* **Written tasks**:
**1)** Answer these from the passage on hot and dry warm seasons, one line each:
(a) In some regions, to how many years does the 100-year return period drop?
(b) Averaged over central North America, by what factor does the likelihood rise?
(c) What two causes are suggested for the smaller numbers in observation-based data sets?
**2)** List every region that the passage on hot and dry warm seasons gives a likelihood factor for.
**3)** Write a continuation of the passage on hot and dry warm seasons, picking up after its final sentence.

* **Given text**:

The return period of an extremely hot and dry warm season that has a 100-year return period if temperature and precipitation were not correlated is reduced to merely 16 years in some regions due to the negative correlation between temperature and precipitation (fig. S2). This corresponds to a sixfold increase in likelihood (Fig. 3, A and B). The spatial distribution of this change in likelihood of extremely hot and dry warm seasons explains why some regions experience these compound events more often than others do. For example, averaged over central North America, the likelihood of a 100-year summer based on independent temperature and precipitation is increased by a factor 4.0 ± 0.9 because of their correlation. The likelihood of a 100-year event is increased by a factor of 3.6 ± 0.6 and 3.4 ± 0.5 in the Amazon and South Africa, respectively; by a factor of 3.2 ± 1.0 and 3.2 ± 0.5 in central Europe and South Asia, respectively; and by a factor of 3.0 ± 0.7 in East Asia (Fig. 3C). These numbers are based on state-of-the art climate models (see Materials and Methods) and are smaller for observation-based data sets (Fig. 3D), probably due to noise and incomplete coverage by weather stations (see Materials and Methods).

* **Data excerpts**:
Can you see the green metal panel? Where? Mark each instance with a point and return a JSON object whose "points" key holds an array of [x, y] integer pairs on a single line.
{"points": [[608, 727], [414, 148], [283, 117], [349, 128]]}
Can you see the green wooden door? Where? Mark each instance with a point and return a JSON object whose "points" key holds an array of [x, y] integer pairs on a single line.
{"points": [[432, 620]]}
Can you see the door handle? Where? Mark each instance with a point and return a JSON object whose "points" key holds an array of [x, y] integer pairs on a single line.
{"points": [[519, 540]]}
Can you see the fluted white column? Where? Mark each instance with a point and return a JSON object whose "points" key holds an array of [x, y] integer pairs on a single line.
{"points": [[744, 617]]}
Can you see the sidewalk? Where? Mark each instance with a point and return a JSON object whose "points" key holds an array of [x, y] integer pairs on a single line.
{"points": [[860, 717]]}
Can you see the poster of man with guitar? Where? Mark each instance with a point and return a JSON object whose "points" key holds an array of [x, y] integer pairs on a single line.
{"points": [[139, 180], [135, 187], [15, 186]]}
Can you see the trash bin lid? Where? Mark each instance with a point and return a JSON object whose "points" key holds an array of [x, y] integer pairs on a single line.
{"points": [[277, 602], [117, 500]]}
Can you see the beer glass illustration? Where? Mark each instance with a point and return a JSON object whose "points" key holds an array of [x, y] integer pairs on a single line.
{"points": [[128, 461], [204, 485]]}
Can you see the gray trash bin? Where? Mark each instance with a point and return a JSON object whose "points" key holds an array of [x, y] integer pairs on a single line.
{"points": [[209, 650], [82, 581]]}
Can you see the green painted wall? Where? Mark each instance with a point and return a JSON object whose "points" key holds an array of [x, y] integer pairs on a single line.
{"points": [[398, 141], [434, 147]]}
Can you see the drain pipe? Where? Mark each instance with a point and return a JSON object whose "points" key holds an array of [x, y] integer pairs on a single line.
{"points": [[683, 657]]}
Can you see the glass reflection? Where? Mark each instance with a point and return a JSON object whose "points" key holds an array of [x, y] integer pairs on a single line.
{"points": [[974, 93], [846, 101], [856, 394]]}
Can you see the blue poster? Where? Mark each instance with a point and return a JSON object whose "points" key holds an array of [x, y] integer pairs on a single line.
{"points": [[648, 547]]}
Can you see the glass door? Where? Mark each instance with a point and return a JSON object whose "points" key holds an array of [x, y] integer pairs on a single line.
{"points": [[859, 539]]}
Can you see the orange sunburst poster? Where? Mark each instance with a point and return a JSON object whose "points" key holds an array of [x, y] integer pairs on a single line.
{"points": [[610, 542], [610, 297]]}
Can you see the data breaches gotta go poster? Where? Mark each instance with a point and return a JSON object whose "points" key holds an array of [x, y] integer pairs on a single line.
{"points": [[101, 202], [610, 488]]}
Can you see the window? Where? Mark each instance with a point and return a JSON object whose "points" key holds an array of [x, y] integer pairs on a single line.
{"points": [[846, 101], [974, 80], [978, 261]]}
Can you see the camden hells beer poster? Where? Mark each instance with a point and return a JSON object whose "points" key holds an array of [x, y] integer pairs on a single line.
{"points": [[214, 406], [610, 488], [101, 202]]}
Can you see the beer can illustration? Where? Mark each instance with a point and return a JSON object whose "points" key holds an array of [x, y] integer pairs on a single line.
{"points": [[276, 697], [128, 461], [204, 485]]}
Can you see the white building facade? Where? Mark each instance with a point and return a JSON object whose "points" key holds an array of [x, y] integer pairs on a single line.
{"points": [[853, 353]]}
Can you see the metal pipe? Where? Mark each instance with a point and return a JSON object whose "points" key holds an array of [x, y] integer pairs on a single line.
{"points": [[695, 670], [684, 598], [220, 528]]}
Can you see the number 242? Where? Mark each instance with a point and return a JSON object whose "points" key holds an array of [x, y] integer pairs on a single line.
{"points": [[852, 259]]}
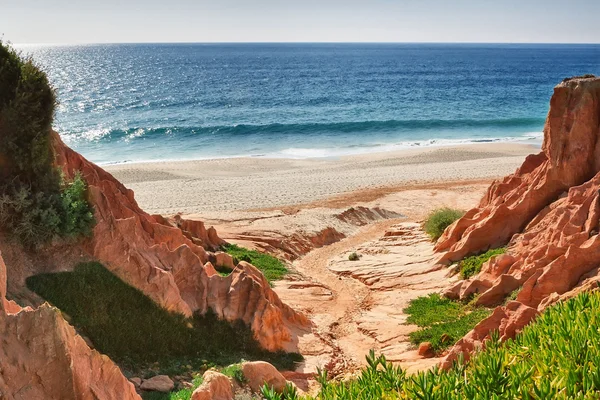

* **Written answers**:
**1)**
(a) 16 years
(b) 4.0 ± 0.9
(c) Noise and incomplete coverage by weather stations

**2)** Central North America, the Amazon, South Africa, central Europe, South Asia, East Asia

**3)**
Greenhouse gas–induced climate change is projected to lead to a strong increase in temperature in many regions of the world, accompanied by differing trends in precipitation (*33*). Under the business-as-usual climate change scenario, the state-of-the-art climate models collected in the Coupled Model Intercomparison Project Phase 5 (CMIP5) project very large increases in the concurrent exceedance of the historical 90th percentiles of temperature and dryness during the warm season (Fig. 4A). In many regions, the occurrence rate of extremely hot and dry warm seasons increases by a factor of 10 between the historical time periods (1870–1969) and the 21st century. These exceptional changes are largely driven by strong long-term trends in temperature and precipitation. If we subtract these trends (see Materials and Methods), the CMIP5 models project and intensification of the predominant negative interannual correlation between temperature and precipitation in many regions of the world (Fig. 4B). That is, this negative interannual correlation between temperature and precipitation (Fig. 1) intensifies under future climate change, in addition to the change in mean climate. Particularly in the northern extratropics, but also in the Amazon region and in Indonesia, the change in negative correlation can be up to −0.2 in the model mean. Little change or a slight increase in correlation (that is, decrease in negative correlation) is projected in the Mediterranean, Central America, the Sahel, and northern and eastern Australia. As demonstrated below, an increase in negative correlation translates into an increase of the occurrence rate of extremely dry and hot warm seasons (see also Fig. 2C).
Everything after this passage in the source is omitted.